→ Extract to read
- - -
On this day ten years ago, a 9.0 magnitude earthquake in the Indian Ocean triggered a devastating tsunami, taking the lives of an estimated 170,000 Indonesians in Aceh Province. Today in Aceh during a remembrance ceremony, I joined Indonesian leaders, and members of the international community to collectively take a moment to recognize the strong, vibrant Aceh that we’ve rebuilt together, and an Aceh free from conflict, an amazing story of success.
When large-scale disasters hit far from home, the United States Government demonstrates its best, providing immediate search and rescue teams and disaster relief. Within hours of the tsunami’s strike early in the morning in 2004, the U.S. Mission in Indonesia established a crisis response team to serve as the on-the-ground command center for the United States’ relief efforts, with all hands pitching in. The team gathered information, ensured the safety of all Americans in the affected areas, while others provided direct aid in Aceh, and organized supplies to dispatch via military aircraft.
- - -
→ Instructions
a) Rewrite the paragraph of the tsunami remembrance text that begins "When large-scale disasters hit far from home" as a short bulleted list, keeping its main facts.
b) Which numbers, in digits or in words, appear in the tsunami remembrance text? List each one with what it describes.

→ Data extracts
- - -
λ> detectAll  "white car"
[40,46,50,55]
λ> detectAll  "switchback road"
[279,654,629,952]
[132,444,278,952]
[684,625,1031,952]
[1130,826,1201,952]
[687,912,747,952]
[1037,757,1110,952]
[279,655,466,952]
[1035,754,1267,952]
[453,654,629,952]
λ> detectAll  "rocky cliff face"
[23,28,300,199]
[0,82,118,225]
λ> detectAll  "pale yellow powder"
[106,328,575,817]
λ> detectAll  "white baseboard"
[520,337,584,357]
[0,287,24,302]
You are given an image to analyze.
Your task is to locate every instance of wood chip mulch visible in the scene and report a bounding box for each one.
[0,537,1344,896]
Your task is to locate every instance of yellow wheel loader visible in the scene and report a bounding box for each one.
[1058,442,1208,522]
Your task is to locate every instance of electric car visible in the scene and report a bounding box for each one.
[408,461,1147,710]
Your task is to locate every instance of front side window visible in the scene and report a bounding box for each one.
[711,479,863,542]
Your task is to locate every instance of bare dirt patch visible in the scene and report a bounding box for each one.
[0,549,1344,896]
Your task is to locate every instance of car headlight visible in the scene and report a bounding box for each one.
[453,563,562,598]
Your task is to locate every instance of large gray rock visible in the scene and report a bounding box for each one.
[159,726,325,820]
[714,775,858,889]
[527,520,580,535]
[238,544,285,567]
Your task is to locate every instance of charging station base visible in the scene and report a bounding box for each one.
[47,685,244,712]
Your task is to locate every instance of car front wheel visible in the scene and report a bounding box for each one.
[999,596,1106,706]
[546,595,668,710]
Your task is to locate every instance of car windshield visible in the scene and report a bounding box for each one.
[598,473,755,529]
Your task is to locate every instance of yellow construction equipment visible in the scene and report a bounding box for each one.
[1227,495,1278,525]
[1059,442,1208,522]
- - -
→ Results for each task
a)
- When large-scale disasters strike far from home, the U.S. Government provides immediate search and rescue teams and disaster relief.
- Within hours of the tsunami's early-morning strike in 2004, the U.S. Mission in Indonesia set up a crisis response team as the on-the-ground command center for U.S. relief efforts.
- The team gathered information and ensured the safety of all Americans in the affected areas.
- Others provided direct aid in Aceh and organized supplies for dispatch by military aircraft.

b)
- ten: the years since the earthquake and tsunami
- 9.0: the magnitude of the earthquake in the Indian Ocean
- 170,000: the estimated number of Indonesians in Aceh Province who lost their lives
- 2004: the year the tsunami struck